**Work instructions**
Skip the images and copy each record exactly as written.

**Given data**
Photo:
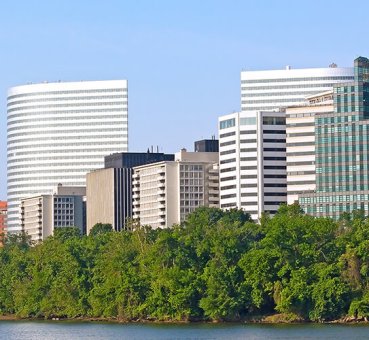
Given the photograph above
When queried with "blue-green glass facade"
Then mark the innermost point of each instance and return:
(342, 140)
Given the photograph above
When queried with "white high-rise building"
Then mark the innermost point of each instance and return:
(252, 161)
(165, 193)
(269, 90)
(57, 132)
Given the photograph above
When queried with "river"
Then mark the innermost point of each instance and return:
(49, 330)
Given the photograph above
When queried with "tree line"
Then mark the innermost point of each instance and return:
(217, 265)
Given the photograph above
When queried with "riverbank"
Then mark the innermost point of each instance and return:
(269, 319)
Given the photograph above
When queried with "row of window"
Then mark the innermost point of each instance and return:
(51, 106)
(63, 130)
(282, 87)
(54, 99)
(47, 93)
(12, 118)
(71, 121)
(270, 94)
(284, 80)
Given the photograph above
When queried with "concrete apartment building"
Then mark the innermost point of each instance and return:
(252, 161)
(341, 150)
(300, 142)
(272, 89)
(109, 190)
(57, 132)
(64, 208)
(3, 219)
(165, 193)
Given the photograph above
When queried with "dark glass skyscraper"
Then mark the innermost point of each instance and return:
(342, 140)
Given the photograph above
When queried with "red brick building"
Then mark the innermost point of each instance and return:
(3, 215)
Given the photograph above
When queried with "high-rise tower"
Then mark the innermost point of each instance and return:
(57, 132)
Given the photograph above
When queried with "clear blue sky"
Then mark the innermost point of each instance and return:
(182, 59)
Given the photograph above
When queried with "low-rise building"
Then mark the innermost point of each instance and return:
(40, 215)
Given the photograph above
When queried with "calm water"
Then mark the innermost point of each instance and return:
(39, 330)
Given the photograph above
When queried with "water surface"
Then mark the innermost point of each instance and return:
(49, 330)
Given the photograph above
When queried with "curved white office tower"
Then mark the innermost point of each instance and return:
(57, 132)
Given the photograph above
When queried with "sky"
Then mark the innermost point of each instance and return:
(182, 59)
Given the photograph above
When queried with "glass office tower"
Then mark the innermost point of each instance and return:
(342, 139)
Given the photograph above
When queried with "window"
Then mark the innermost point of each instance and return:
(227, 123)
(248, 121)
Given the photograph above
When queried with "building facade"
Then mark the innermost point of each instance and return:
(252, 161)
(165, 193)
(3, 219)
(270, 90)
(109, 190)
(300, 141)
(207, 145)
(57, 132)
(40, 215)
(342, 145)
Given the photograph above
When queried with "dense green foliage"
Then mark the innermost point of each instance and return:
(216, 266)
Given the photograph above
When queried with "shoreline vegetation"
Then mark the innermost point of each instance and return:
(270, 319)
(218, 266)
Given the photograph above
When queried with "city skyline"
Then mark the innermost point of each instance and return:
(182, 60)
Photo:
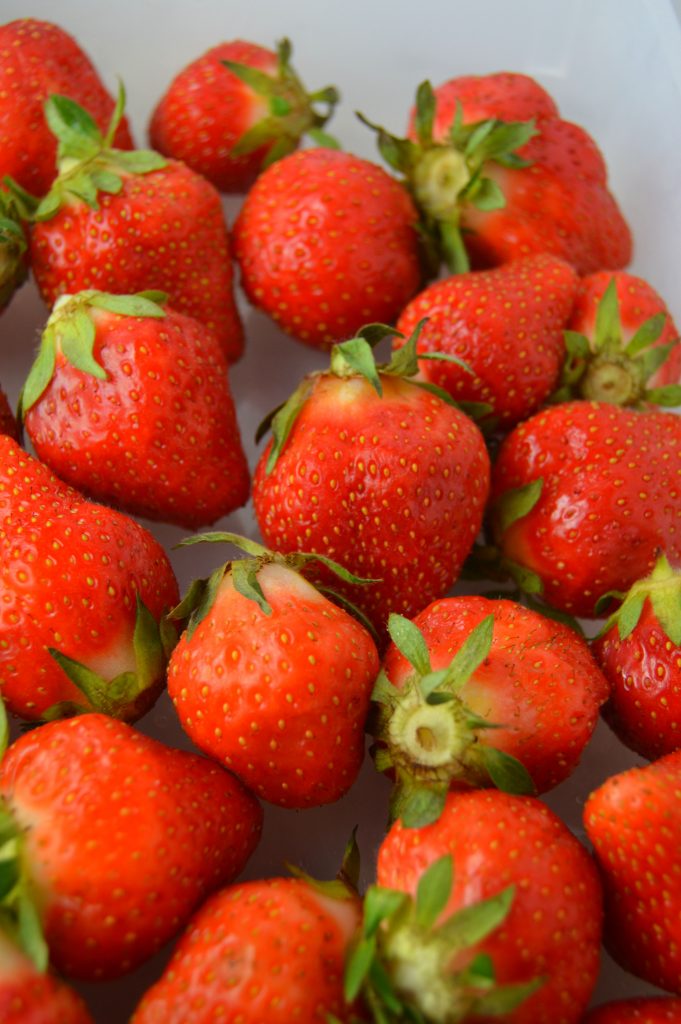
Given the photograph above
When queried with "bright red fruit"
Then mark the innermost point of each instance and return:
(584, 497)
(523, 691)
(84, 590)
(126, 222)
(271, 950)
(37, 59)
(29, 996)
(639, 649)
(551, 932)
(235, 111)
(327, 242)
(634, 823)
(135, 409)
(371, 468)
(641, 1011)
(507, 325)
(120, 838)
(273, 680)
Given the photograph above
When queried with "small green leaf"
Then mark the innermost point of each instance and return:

**Correct result**
Photo:
Given the photograph above
When queried with "blue-green glass facade"
Then mark the innermost point of each instance and return:
(342, 140)
Given the photograph above
When queried with "white high-rise building"
Then mark the innermost point of each instance and return:
(252, 161)
(165, 193)
(269, 90)
(57, 132)
Given the photograph above
When queried with "river"
Then mark the innermost point of each instance and return:
(49, 330)
Given the photograph above
When queried with "tree line"
Then mark the innermost point of each instance and return:
(217, 265)
Given the photograph above
When queried with "riverbank"
Then mark the innermost point of each instance and return:
(269, 319)
Given the photograph above
When queried with "row of window"
Then mark the innermost point of each instance and return:
(51, 106)
(63, 130)
(282, 87)
(54, 99)
(47, 93)
(12, 118)
(71, 121)
(270, 94)
(284, 80)
Given the photograph above
When queried with "concrete apartment building"
Then mark the innermost point of each instance and return:
(252, 161)
(341, 150)
(300, 142)
(272, 89)
(109, 190)
(57, 132)
(64, 208)
(3, 219)
(165, 193)
Given the photograph above
When queried with "dark glass skyscraper"
Then mark the innermost point of each instance and return:
(342, 140)
Given the photograph above
When queried with "red brick building"
Then mark the innermost point of each instance and return:
(3, 215)
Given the photograph above
When queried with "high-rise tower"
Then mark the innermost point of each instance and return:
(57, 132)
Given the photograph above
When queried with "clear blue sky"
Then mark the innermost point of each instance and return:
(182, 59)
Given the photograph above
When queried with "low-rise building"
Then mark the innermost point of each instance and return:
(40, 215)
Given the photograph above
When queried with "calm water"
Then mark the innermost point of each instance and return:
(39, 330)
Given the photograph above
When queried with "water surface"
Then mark the innermost point of each instance and return:
(49, 330)
Given the photograph above
When queried with "curved white office tower"
Then mark the innermost point of each instance and return:
(57, 132)
Given the photograph above
When queried with "sky"
Then mark the innermost point of each instance and return:
(182, 59)
Given the photograph above
When queried with "glass office tower"
Then mark the innermost point of each instance and return:
(342, 139)
Given the photograph above
When queried with "window"
Then mark the innermost point of each instance and return:
(227, 123)
(248, 121)
Given the photograph above
When queried with "building facade"
Then mark the innermost point of each instance and return:
(252, 161)
(165, 193)
(3, 219)
(270, 90)
(109, 190)
(300, 141)
(207, 145)
(57, 132)
(40, 215)
(342, 145)
Given the photograph above
When queried with "dense green foliage"
Then mark the innermost point of each instance and return:
(216, 266)
Given the photograph above
When queried with "shoreline vegetation"
Then mark the innermost point of each instance and return:
(270, 319)
(218, 266)
Given the photograph above
When queried with "city skyline"
Then mark the innermost point of each instance and return:
(182, 60)
Photo:
Given the photograph above
When queried with "bright red fruit"
Then mark the innermost point of each instance and return:
(584, 497)
(523, 691)
(84, 590)
(126, 222)
(271, 950)
(37, 59)
(29, 996)
(639, 649)
(551, 932)
(235, 111)
(327, 242)
(634, 823)
(135, 409)
(371, 468)
(641, 1011)
(507, 325)
(120, 838)
(273, 680)
Given the photograph above
When queried with "small green leaf"
Then mark the innermost point of each instance and return:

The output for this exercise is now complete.